For each entry below, copy the text exactly and leave out any picture.

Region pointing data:
[Start of Attachment]

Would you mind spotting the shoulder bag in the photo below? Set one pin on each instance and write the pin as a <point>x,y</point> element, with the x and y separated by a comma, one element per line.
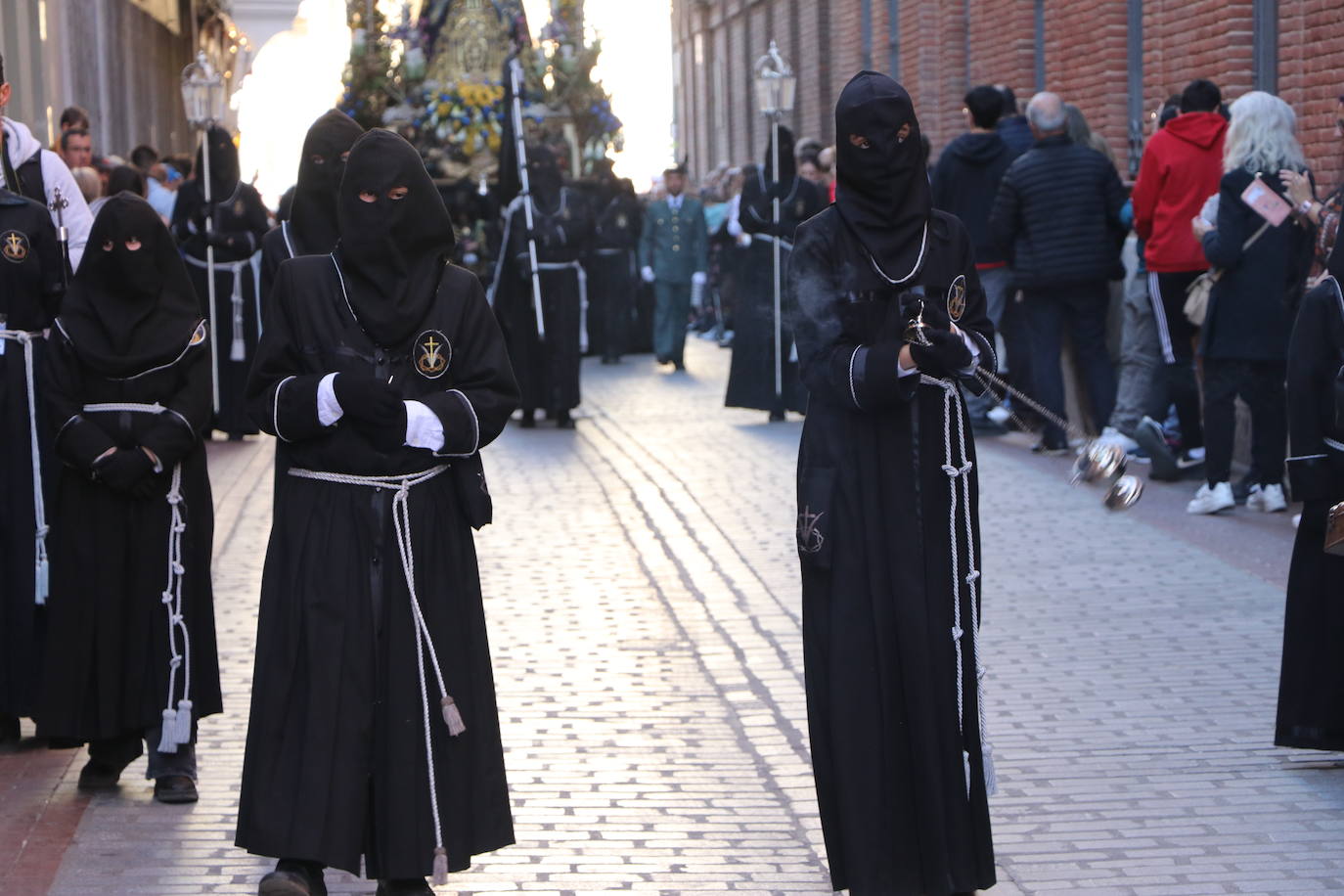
<point>1197,293</point>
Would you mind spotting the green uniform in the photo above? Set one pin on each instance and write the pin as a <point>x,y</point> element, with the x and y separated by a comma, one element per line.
<point>675,245</point>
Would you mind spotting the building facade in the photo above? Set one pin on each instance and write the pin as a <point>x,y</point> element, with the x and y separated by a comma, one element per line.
<point>119,60</point>
<point>1116,60</point>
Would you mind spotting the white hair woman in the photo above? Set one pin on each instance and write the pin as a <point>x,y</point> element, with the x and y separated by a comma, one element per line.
<point>1250,310</point>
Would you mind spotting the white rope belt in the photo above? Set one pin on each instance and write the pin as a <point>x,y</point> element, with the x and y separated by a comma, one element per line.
<point>42,567</point>
<point>582,274</point>
<point>238,348</point>
<point>957,465</point>
<point>424,644</point>
<point>176,719</point>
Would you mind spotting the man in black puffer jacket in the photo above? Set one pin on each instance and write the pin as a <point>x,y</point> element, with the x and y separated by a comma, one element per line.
<point>1056,220</point>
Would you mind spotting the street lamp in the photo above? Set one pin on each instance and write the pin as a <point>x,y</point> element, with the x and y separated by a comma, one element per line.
<point>203,101</point>
<point>776,89</point>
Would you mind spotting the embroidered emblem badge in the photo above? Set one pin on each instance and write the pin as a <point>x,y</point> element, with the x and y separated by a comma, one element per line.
<point>809,536</point>
<point>957,297</point>
<point>433,353</point>
<point>14,246</point>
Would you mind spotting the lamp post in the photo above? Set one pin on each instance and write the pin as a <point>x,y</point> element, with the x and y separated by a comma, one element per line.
<point>203,101</point>
<point>776,87</point>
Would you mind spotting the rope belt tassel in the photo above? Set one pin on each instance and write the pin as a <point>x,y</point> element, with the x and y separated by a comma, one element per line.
<point>176,719</point>
<point>42,567</point>
<point>424,644</point>
<point>957,468</point>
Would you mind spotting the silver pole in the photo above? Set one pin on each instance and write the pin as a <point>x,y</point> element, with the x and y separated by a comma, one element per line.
<point>210,269</point>
<point>779,326</point>
<point>515,70</point>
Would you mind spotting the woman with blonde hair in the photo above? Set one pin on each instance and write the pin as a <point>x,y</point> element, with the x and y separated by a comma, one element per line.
<point>1245,336</point>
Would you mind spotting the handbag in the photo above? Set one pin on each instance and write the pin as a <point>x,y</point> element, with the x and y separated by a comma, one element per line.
<point>1197,293</point>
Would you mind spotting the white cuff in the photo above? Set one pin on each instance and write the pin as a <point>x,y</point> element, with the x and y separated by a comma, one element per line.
<point>328,409</point>
<point>424,428</point>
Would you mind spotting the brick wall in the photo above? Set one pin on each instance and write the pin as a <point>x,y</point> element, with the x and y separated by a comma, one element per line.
<point>1085,54</point>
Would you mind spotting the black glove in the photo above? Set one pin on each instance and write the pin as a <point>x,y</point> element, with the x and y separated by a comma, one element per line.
<point>373,407</point>
<point>946,355</point>
<point>124,469</point>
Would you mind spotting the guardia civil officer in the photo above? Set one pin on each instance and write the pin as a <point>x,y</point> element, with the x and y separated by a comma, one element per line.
<point>374,739</point>
<point>31,285</point>
<point>674,256</point>
<point>887,515</point>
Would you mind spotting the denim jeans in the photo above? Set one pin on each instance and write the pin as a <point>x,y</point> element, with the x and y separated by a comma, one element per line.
<point>1082,310</point>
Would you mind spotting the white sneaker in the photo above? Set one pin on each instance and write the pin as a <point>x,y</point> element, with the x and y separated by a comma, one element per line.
<point>1211,500</point>
<point>1110,435</point>
<point>1266,499</point>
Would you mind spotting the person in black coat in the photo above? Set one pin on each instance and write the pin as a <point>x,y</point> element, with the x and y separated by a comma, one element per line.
<point>1311,687</point>
<point>751,377</point>
<point>1056,220</point>
<point>237,226</point>
<point>1245,335</point>
<point>132,617</point>
<point>31,284</point>
<point>311,226</point>
<point>888,540</point>
<point>374,738</point>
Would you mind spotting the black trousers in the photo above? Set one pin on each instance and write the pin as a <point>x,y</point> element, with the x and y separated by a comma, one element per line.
<point>1176,335</point>
<point>1261,384</point>
<point>1082,309</point>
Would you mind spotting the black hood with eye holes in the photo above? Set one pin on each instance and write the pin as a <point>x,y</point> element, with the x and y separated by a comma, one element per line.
<point>320,169</point>
<point>223,164</point>
<point>882,191</point>
<point>391,251</point>
<point>129,310</point>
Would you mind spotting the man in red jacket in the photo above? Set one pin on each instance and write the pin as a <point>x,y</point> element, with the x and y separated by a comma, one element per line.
<point>1181,169</point>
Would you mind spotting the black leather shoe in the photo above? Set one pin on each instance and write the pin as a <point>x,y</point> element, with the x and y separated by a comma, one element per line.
<point>293,877</point>
<point>100,776</point>
<point>410,887</point>
<point>175,788</point>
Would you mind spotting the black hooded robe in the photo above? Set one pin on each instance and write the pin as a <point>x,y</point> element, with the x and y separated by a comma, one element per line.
<point>899,773</point>
<point>547,371</point>
<point>241,220</point>
<point>29,291</point>
<point>311,227</point>
<point>611,277</point>
<point>336,765</point>
<point>1311,691</point>
<point>751,375</point>
<point>107,670</point>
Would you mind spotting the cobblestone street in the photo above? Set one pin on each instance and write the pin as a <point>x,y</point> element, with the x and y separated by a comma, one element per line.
<point>643,597</point>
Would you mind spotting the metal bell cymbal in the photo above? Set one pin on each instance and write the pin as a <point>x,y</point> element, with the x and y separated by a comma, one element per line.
<point>1124,493</point>
<point>1099,461</point>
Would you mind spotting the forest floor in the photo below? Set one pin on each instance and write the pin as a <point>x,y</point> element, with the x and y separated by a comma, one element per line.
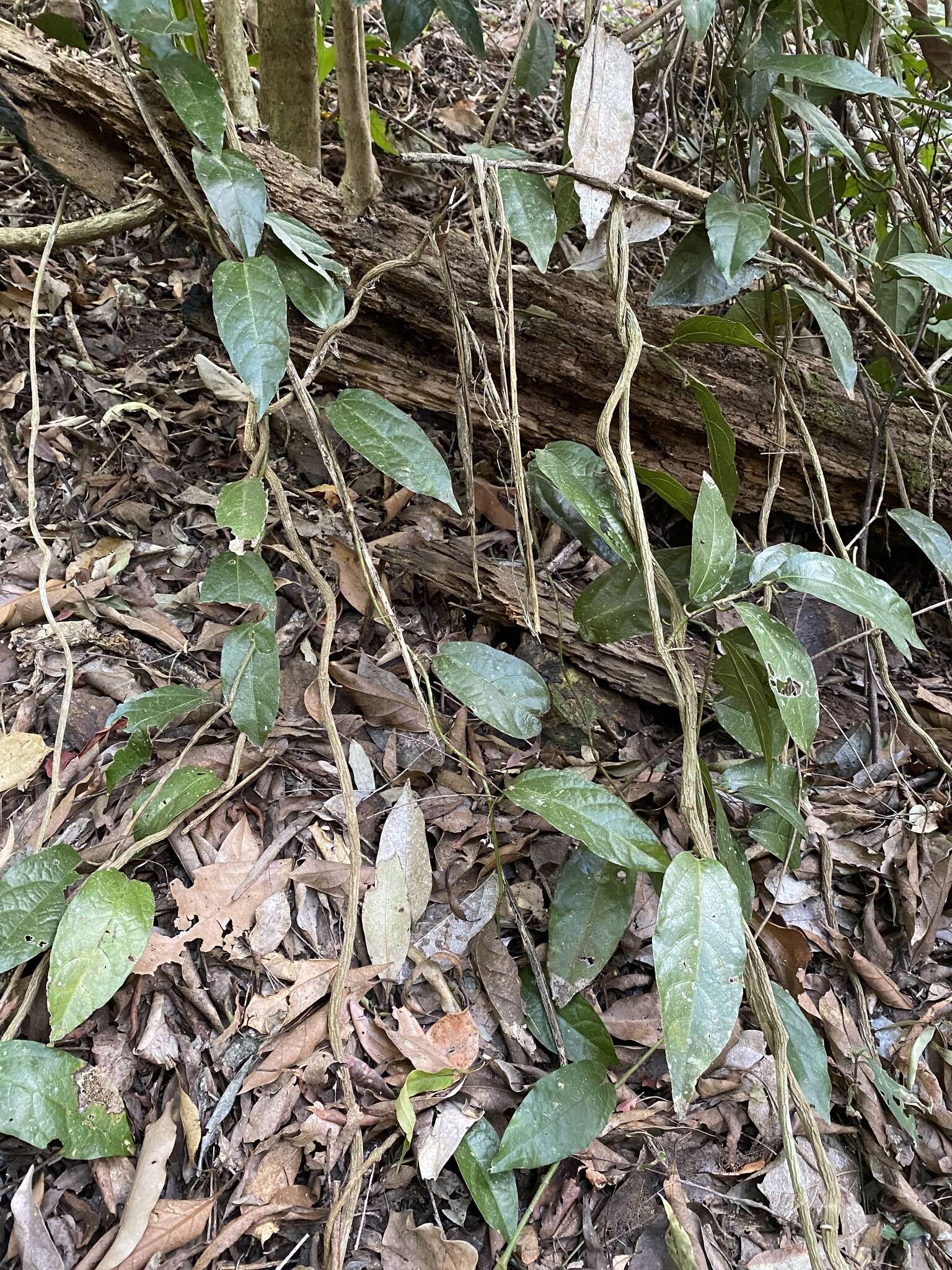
<point>136,436</point>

[End of Attachment]

Exercise response:
Would you mind spotting the shoulder bag in the photo below? Set one pin on each instance and write the pin as a <point>x,y</point> element, with the x and y separated by a comma, one element per line.
<point>1197,293</point>
Would you mind spotting the green uniform in the photo above? Set one pin on each instance and write the pin as a <point>x,y</point> element, with the x and y separated by a comma, one element per line.
<point>675,245</point>
Would you mind spotting the building facade in the photo above? Set one pin on each instance and write the pin as a <point>x,y</point> element, with the x and y separated by a comma, one element per line.
<point>119,60</point>
<point>1116,60</point>
Would you mind spotting the white hair woman in the photo above? Set one pin on each instance and write the pin as a <point>x,y</point> element, with the x and y separated by a comma, one element per line.
<point>1250,310</point>
Would you mind spotting the white rope belt in the photo above? Set one pin on each instance and write the pin as a <point>x,y</point> element, with the x and y separated by a comma, one element per line.
<point>42,567</point>
<point>582,274</point>
<point>238,348</point>
<point>957,465</point>
<point>424,644</point>
<point>176,719</point>
Would you mind spotting the man in black puffer jacket in the photo above? Set one pin on each instance and write the pin as a <point>x,y</point> element, with the x and y separated by a comma, one element per line.
<point>1056,220</point>
Would you mind spotting the street lamp in the photo above? Set one pin on each instance and write the pin as a <point>x,y</point> element, with the x and y separated by a comma, one element per line.
<point>203,101</point>
<point>776,89</point>
Would you mind spotting the embroidered emblem badge in the photo above? Set one pin on each instance and write the pin as a <point>x,y</point> element, with the x and y separated by a comma, one element per line.
<point>809,536</point>
<point>957,297</point>
<point>433,353</point>
<point>14,246</point>
Would you mind spotting the lamp post in the photo above? Set one pin on each instance and write the pin as a <point>x,y</point> element, with the x and y separated by a comma, one element per line.
<point>203,101</point>
<point>776,87</point>
Would you mind spotting the rope belt tassel in the photo above? Set one pin on each instance and write the pin as a <point>x,y</point> element, with the x and y separated by a comma, one element per line.
<point>176,719</point>
<point>42,567</point>
<point>424,644</point>
<point>957,468</point>
Would you mind spotting the silver pole in the photo above? Set one pin on each instance and write the pin as a <point>x,y</point> element, with the x and y separated by a comma, one element per line.
<point>210,269</point>
<point>779,326</point>
<point>515,70</point>
Would you mind spotting the woman with blonde hair in the photo above? Set one pin on each instance and write the pin as a <point>x,y</point> element, with the x and y separated by a comma, one element per line.
<point>1245,336</point>
Would you mind spotting the handbag in the photo above? Set one pin on each instance and write the pin as a <point>x,y</point> element, with the x and y separated by a comma, one element per line.
<point>1197,293</point>
Would you mind spotting the white cuff in the photo above? Set one pin on each instance and write the pin as a <point>x,y</point> element, with the x and y separated by a comma, one element per line.
<point>328,409</point>
<point>424,428</point>
Would you mind spotting the brick wall in the photo above? Set one pin on each instance and write the pin as a <point>x,y</point> element, with the x and y separated by a comma, one element per line.
<point>1085,54</point>
Would you mind spotting the black glove in the photo above? Set one pin on each instance and write the pin as a <point>x,y</point> element, with the x and y separated by a comma, one element per line.
<point>373,407</point>
<point>946,355</point>
<point>124,469</point>
Would you mind spotting the guardia civil officer in the photo above? Set one pin on each instance and write the pin as a <point>x,y</point> element, with the x and y separated by a comma, one element per line.
<point>374,739</point>
<point>31,285</point>
<point>674,256</point>
<point>887,515</point>
Would you mind spotting the denim jeans in the photo above? Set one pin on each instance and write the pin as a <point>x,y</point> element, with the x and y separated by a comma, one element per line.
<point>1082,310</point>
Would you mind spotting the white sneaker in the photo above? Set one pin on each instance and write the pin as a <point>x,y</point> element, with the x and y separated by a comma, one element per line.
<point>1211,500</point>
<point>1110,435</point>
<point>1266,499</point>
Would you mind spotting the person in black coat in the photo above? Set one pin on each instance and write the pin as a <point>x,y</point> element, with the x and y separated by a comma, one element per line.
<point>1311,687</point>
<point>751,377</point>
<point>1056,220</point>
<point>237,226</point>
<point>1245,335</point>
<point>132,617</point>
<point>31,284</point>
<point>311,226</point>
<point>888,540</point>
<point>374,738</point>
Would you mind spotting the black trousers in the photo above? Set one pin on each instance and write the pin as a <point>x,y</point> element, with the x and y separated by a comma, one element per line.
<point>1176,335</point>
<point>1261,384</point>
<point>1082,309</point>
Would you mind spotting the black hood with eye holes in the photo above? Set one pin on each instance and write the pin as a <point>x,y</point> element, with the x and y separated by a comma, one element per line.
<point>320,169</point>
<point>223,164</point>
<point>882,191</point>
<point>391,251</point>
<point>129,310</point>
Would you mind spotting the man in red jacket in the photo above? Set one pin on each instance and write the pin as a <point>x,y</point> element, with the x and y separated by a comma, one element per line.
<point>1181,169</point>
Would you mind spotting the black leather shoe in the photo above? Set one pin on each instance and write the pin as a <point>x,y</point> element, with the x and y separated by a comma, one element per line.
<point>293,877</point>
<point>100,776</point>
<point>410,887</point>
<point>175,788</point>
Would you mind spotting the black hooded robe in the photo above? Set one pin on each instance and write the pin as a <point>x,y</point> element, with the x and y separated by a comma, one element per line.
<point>899,773</point>
<point>547,371</point>
<point>241,220</point>
<point>29,291</point>
<point>311,227</point>
<point>611,277</point>
<point>336,765</point>
<point>1311,691</point>
<point>751,375</point>
<point>107,670</point>
Would you mind spotting the cobblestone street in the photo above? Set one pin on each instance and write the pin as a <point>x,y</point> element, with the x and y separated by a comma, one element per line.
<point>643,597</point>
Would you mind spotting the metal bell cymbal in the photo above? Set one pin on each instance and write the pin as a <point>x,y</point> element, with the x and y separated by a comma, one element per line.
<point>1124,493</point>
<point>1099,461</point>
Would you mind spotting the forest floor in the photo below? Set one pin on each instance and write the pin as a <point>x,y</point> element, with the x and y separated by a comma, one element per line.
<point>136,436</point>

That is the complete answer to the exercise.